Retype the records below exactly as they appear.
— Start —
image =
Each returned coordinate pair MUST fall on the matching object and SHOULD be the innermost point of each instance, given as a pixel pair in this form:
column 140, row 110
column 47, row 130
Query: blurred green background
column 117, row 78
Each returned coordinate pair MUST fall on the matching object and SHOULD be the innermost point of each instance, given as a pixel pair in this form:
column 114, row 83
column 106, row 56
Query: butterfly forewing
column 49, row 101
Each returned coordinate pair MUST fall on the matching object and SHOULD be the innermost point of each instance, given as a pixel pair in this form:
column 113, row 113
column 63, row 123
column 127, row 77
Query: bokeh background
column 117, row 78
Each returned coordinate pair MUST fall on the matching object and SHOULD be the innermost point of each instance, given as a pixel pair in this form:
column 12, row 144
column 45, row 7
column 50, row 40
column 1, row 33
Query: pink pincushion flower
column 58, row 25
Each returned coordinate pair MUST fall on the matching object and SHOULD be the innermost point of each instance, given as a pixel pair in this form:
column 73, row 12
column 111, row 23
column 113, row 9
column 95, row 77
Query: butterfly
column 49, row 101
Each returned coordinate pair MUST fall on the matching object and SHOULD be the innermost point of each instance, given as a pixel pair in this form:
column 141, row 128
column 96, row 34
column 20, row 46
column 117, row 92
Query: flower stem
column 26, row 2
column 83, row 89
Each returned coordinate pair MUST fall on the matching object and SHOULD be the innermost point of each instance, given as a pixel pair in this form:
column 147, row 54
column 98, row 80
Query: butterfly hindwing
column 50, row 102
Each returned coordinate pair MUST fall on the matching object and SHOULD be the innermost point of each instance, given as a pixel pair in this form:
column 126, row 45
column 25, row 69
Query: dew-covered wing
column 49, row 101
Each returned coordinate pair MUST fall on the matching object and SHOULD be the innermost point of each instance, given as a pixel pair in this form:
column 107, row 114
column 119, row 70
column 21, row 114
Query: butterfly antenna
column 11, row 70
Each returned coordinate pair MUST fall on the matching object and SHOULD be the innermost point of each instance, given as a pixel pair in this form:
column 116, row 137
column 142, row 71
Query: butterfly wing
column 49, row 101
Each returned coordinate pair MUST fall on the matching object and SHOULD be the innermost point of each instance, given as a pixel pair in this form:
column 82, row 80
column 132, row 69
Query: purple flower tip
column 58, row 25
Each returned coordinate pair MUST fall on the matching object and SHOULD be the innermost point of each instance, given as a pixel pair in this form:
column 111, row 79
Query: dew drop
— End —
> [THE ANSWER]
image =
Each returned coordinate pair MUST fall on the matching object and SHOULD be the innermost point of each instance, given as a pixel pair in this form:
column 140, row 110
column 47, row 130
Query: blurred green background
column 117, row 78
Each returned coordinate pair MUST fall on the matching object and SHOULD be the innermost point of each instance, given as a pixel pair in this form:
column 114, row 83
column 106, row 56
Query: butterfly forewing
column 49, row 101
Each returned coordinate pair MUST fall on the matching object and SHOULD be the innermost point of each instance, given as a pixel pair in this form:
column 113, row 113
column 63, row 123
column 127, row 77
Query: bokeh background
column 117, row 78
Each returned coordinate pair MUST fall on the matching object and SHOULD be the innermost point of each instance, given as a pixel pair in this form:
column 12, row 144
column 45, row 7
column 50, row 40
column 1, row 33
Query: pink pincushion flower
column 58, row 25
Each returned coordinate pair MUST fall on the matching object and SHOULD be the innermost point of each instance, given as a pixel pair in this form:
column 73, row 12
column 111, row 23
column 113, row 9
column 95, row 77
Query: butterfly
column 49, row 101
Each returned coordinate pair MUST fall on the matching object and SHOULD be the innermost point of each instance, given as a pixel pair in this form:
column 141, row 128
column 96, row 34
column 20, row 46
column 117, row 92
Query: flower stem
column 26, row 2
column 83, row 89
Each returned coordinate pair MUST fall on the matching object and SHOULD be the innermost point of each instance, given as a pixel pair in this form:
column 147, row 54
column 98, row 80
Query: butterfly hindwing
column 50, row 102
Each returned coordinate pair MUST fall on the matching object and SHOULD be the innermost point of each instance, given as a pixel pair in this form:
column 126, row 45
column 25, row 69
Query: dew-covered wing
column 49, row 101
Each returned coordinate pair MUST fall on the matching object and SHOULD be the innermost point of each instance, given as a pixel pair in this form:
column 107, row 114
column 119, row 70
column 21, row 114
Query: butterfly antenna
column 11, row 70
Each returned coordinate pair MUST fall on the matching object and SHOULD be the innermost point of each instance, given as a pixel pair in this form:
column 116, row 137
column 142, row 71
Query: butterfly wing
column 49, row 101
Each returned coordinate pair MUST fall on the matching object and SHOULD be the innermost point of each instance, given as a pixel pair in this form:
column 82, row 80
column 132, row 69
Query: purple flower tip
column 58, row 25
Each returned coordinate pair MUST fall on the matching object and SHOULD be the innermost point of each instance, given as a pixel pair in this form:
column 111, row 79
Query: dew drop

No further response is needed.